Task brief
Please convert the material from the line with "For the evaluation set, point out every instance of the bookcase" up to and including the line with "point(425, 309)" into a Markdown table with the columns Row and Line, leaving out blank lines.

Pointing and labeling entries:

((

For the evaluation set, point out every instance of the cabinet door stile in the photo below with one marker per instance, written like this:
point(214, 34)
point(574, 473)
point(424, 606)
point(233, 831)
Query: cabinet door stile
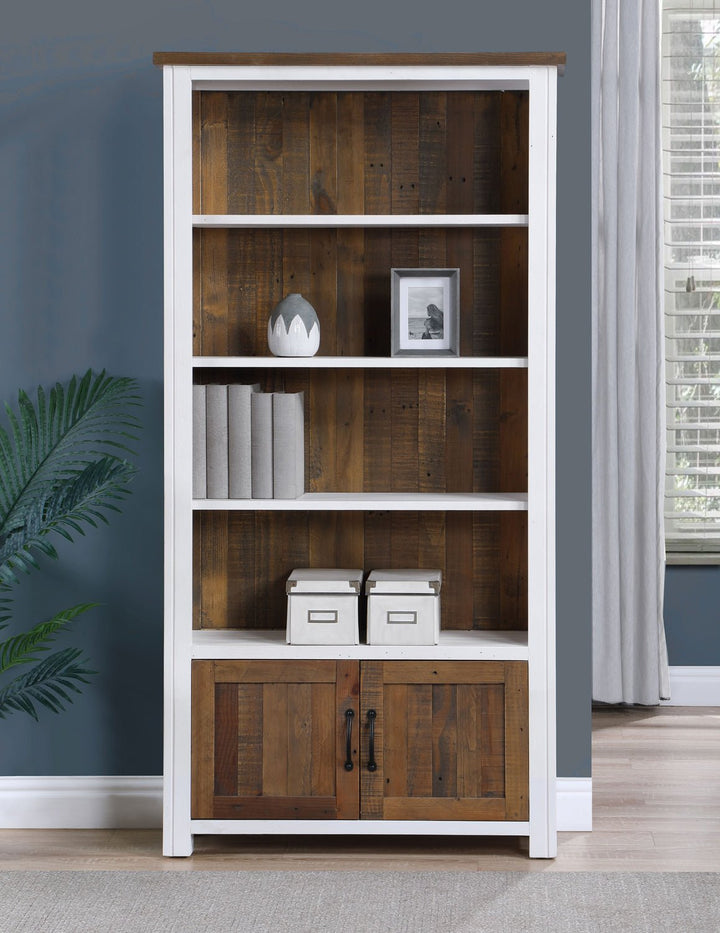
point(347, 783)
point(203, 745)
point(516, 741)
point(371, 698)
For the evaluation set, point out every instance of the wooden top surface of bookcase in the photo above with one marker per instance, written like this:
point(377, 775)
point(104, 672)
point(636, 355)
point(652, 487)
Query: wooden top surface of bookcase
point(556, 59)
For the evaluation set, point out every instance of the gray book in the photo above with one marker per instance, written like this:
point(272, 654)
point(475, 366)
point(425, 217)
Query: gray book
point(288, 445)
point(217, 441)
point(239, 445)
point(199, 444)
point(261, 444)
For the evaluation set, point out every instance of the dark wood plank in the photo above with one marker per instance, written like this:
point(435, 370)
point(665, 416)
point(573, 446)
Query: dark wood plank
point(213, 160)
point(226, 739)
point(275, 739)
point(444, 739)
point(197, 151)
point(485, 292)
point(350, 152)
point(419, 740)
point(349, 407)
point(241, 146)
point(197, 292)
point(431, 542)
point(377, 437)
point(349, 326)
point(371, 783)
point(197, 569)
point(323, 132)
point(214, 570)
point(322, 422)
point(268, 247)
point(299, 750)
point(431, 438)
point(516, 741)
point(457, 592)
point(268, 152)
point(486, 570)
point(295, 152)
point(405, 136)
point(433, 149)
point(323, 287)
point(486, 427)
point(513, 544)
point(514, 151)
point(395, 741)
point(241, 570)
point(460, 139)
point(378, 152)
point(250, 739)
point(404, 453)
point(242, 295)
point(347, 783)
point(459, 430)
point(270, 807)
point(404, 540)
point(203, 723)
point(214, 300)
point(486, 151)
point(378, 544)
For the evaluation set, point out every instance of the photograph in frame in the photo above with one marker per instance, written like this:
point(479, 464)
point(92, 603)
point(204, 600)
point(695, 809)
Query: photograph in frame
point(425, 312)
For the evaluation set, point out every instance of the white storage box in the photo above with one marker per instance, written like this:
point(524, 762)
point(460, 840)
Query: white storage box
point(323, 606)
point(403, 607)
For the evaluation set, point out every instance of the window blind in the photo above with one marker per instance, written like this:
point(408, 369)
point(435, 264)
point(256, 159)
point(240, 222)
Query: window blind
point(691, 187)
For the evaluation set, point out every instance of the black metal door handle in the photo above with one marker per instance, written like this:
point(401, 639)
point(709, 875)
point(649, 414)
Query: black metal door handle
point(372, 764)
point(349, 716)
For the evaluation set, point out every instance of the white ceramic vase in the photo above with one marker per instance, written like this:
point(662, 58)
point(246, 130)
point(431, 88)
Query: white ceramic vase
point(294, 328)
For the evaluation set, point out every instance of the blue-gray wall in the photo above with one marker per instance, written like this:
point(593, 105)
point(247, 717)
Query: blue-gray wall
point(81, 286)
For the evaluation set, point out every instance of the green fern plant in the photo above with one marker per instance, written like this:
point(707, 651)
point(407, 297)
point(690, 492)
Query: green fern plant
point(62, 468)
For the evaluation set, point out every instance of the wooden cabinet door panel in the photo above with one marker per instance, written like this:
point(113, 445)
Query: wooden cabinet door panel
point(269, 740)
point(450, 740)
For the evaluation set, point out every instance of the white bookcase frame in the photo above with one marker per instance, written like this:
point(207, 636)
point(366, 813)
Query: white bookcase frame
point(181, 645)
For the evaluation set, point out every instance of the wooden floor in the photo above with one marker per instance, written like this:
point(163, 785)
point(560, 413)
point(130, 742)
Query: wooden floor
point(656, 789)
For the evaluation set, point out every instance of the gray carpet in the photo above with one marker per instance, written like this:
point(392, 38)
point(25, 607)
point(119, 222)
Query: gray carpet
point(358, 902)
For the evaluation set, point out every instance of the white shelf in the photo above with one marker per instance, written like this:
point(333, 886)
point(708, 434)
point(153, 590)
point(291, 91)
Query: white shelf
point(374, 501)
point(360, 362)
point(227, 645)
point(359, 220)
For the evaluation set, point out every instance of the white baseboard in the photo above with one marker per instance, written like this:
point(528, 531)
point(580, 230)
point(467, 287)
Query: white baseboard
point(80, 802)
point(694, 686)
point(136, 803)
point(574, 805)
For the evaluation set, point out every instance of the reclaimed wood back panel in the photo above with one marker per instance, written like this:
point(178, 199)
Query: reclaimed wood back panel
point(376, 152)
point(246, 558)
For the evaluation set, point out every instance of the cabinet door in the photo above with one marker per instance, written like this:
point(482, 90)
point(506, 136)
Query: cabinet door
point(450, 740)
point(269, 740)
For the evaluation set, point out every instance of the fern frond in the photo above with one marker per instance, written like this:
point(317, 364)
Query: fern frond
point(50, 684)
point(64, 509)
point(21, 649)
point(56, 438)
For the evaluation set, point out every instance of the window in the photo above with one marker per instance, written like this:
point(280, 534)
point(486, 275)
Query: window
point(691, 183)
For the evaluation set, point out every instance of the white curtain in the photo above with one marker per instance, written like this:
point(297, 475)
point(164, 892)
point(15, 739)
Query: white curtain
point(628, 420)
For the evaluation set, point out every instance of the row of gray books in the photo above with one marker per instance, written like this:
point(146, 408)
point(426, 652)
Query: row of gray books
point(247, 444)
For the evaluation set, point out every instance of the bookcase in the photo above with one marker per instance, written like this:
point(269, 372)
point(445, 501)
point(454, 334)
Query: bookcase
point(319, 174)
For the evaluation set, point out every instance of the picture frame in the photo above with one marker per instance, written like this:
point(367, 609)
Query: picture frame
point(425, 309)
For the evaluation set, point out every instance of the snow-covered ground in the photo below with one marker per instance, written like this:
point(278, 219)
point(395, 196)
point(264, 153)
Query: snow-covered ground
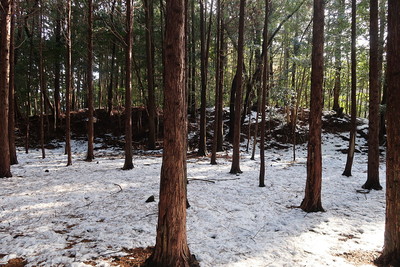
point(53, 215)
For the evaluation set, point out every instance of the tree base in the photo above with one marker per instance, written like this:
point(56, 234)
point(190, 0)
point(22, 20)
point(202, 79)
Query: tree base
point(372, 185)
point(391, 259)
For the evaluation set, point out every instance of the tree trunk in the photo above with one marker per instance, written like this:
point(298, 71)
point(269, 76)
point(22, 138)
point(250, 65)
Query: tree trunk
point(353, 125)
point(391, 248)
point(373, 128)
point(5, 28)
point(235, 168)
point(151, 102)
point(90, 154)
point(11, 102)
point(312, 198)
point(264, 96)
point(128, 165)
point(68, 84)
point(42, 84)
point(171, 247)
point(203, 131)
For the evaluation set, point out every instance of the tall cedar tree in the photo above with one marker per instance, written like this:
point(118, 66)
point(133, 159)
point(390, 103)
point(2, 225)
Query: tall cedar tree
point(373, 128)
point(171, 247)
point(90, 155)
point(41, 79)
point(68, 84)
point(217, 84)
point(11, 111)
point(5, 27)
point(235, 168)
point(264, 96)
point(203, 131)
point(151, 101)
point(353, 125)
point(128, 165)
point(391, 248)
point(312, 199)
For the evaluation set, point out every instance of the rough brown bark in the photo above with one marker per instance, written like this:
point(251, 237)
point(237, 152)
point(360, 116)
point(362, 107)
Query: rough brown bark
point(353, 125)
point(128, 165)
point(235, 168)
point(373, 127)
point(312, 198)
point(264, 97)
point(391, 248)
point(202, 151)
point(171, 243)
point(5, 27)
point(90, 154)
point(68, 84)
point(11, 102)
point(151, 101)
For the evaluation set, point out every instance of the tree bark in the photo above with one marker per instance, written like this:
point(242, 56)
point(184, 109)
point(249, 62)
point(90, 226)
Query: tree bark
point(68, 84)
point(128, 165)
point(11, 102)
point(391, 248)
point(151, 101)
point(171, 243)
point(264, 96)
point(235, 168)
point(5, 28)
point(90, 154)
point(312, 198)
point(353, 125)
point(373, 127)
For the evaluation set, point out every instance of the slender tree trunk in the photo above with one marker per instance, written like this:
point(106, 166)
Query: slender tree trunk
point(217, 84)
point(203, 131)
point(68, 85)
point(373, 127)
point(151, 102)
point(171, 247)
point(353, 129)
point(235, 168)
point(42, 84)
point(11, 102)
point(391, 248)
point(312, 198)
point(128, 165)
point(5, 28)
point(264, 97)
point(90, 154)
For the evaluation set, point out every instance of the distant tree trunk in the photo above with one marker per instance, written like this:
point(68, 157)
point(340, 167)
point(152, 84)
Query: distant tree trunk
point(90, 154)
point(312, 198)
point(57, 67)
point(151, 102)
point(391, 248)
point(192, 104)
point(221, 55)
point(373, 128)
point(217, 84)
point(353, 125)
point(203, 131)
point(128, 165)
point(264, 97)
point(111, 82)
point(5, 28)
point(68, 85)
point(235, 168)
point(171, 247)
point(11, 102)
point(42, 84)
point(338, 58)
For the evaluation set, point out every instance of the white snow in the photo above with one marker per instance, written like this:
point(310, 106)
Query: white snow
point(55, 215)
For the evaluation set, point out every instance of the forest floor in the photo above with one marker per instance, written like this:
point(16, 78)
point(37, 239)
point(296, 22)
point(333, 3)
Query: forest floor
point(96, 213)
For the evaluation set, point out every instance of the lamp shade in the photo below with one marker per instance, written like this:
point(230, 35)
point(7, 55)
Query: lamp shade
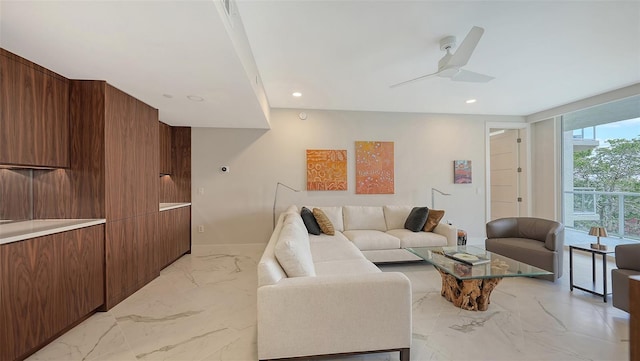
point(598, 231)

))

Task response
| Row | Line |
|---|---|
| 1 | For the evaluation set, point out every instance of the bookcase in the photo above with one marker per instance, written like this: |
| 2 | point(269, 372) |
| 3 | point(445, 501) |
| 4 | point(454, 334) |
| 5 | Query: bookcase |
| 6 | point(319, 174) |
| 7 | For the evaluation set, point out every instance of the picture frame in the photo above with one marker per instance, written like this: |
| 8 | point(367, 609) |
| 9 | Query: picture frame |
| 10 | point(425, 309) |